> **WORK TO COMPLETE**:
Add 75 to every bounding-box coordinate in the answers of the records between the lines containing "Medical imaging task — a pathologist needs the location of bare" and "[0,0,600,178]", inclusive, and write out all of those lines again with the requests included.

> **SUPPLIED MATERIAL**:
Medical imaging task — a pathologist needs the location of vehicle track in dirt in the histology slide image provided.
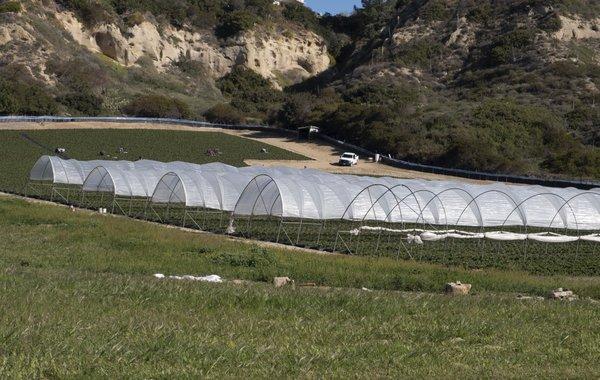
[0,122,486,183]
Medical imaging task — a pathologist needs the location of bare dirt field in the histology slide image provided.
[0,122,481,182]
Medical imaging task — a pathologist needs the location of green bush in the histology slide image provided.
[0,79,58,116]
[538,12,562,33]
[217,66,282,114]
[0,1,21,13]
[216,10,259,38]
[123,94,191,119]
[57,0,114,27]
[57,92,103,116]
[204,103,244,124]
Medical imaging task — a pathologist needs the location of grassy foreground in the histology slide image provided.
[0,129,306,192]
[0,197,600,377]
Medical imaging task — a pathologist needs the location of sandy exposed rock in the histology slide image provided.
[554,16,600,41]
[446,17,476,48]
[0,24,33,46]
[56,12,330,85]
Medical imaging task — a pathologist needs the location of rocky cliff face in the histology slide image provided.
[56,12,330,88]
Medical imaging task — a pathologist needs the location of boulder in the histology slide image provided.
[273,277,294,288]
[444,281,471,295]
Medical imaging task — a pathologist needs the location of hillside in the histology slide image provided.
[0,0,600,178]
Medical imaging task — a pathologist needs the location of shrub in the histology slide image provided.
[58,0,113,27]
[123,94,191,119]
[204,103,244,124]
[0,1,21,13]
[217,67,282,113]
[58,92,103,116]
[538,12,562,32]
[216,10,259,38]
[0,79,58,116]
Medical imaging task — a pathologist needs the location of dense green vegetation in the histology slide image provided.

--

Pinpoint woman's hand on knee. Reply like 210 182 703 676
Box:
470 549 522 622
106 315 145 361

* * *

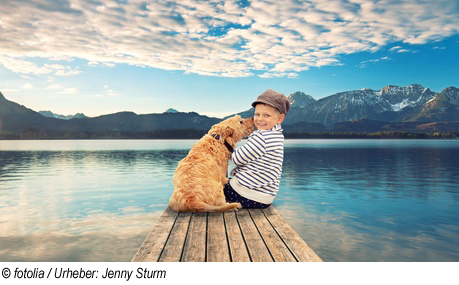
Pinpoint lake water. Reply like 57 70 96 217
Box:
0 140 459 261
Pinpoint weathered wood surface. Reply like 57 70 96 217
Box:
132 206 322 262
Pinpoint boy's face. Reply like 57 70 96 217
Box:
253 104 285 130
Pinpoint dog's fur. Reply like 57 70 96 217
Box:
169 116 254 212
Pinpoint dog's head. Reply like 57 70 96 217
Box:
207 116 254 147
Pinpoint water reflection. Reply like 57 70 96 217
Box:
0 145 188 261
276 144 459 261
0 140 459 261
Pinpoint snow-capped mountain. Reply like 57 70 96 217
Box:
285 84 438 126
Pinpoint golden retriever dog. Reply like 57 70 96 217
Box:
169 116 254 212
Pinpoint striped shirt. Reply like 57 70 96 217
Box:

> **RESPONSE**:
Medical imaging task — a pathologist needs the location of bare dirt field in the histology slide image provided.
[75,197,556,257]
Medical imaging task — a pathologist needs the location of green bush in the histology slide image provided.
[75,154,133,191]
[613,87,637,108]
[292,141,357,189]
[75,76,96,88]
[291,85,334,113]
[198,169,266,194]
[132,75,189,102]
[132,167,178,191]
[279,178,319,199]
Medical imaging task — a pathologist needs the location of grassy foreground in the histology slide image provided.
[75,204,381,267]
[75,272,675,452]
Medical imaging task — a pathologist needs the location of sandy exposed rock in the histology slide image provided.
[629,91,675,116]
[521,92,551,123]
[75,99,108,121]
[131,87,405,160]
Medical imaging task — a pathologist needs the location of rocky cliff face in the histology slide image provided.
[131,87,405,163]
Medical imaging task — a pathologist needs the location of boulder in the histology slide image provided.
[348,352,369,363]
[519,356,546,370]
Medical imaging task — a pathologist needs the location of hillside in the histology slide image provided.
[75,75,675,253]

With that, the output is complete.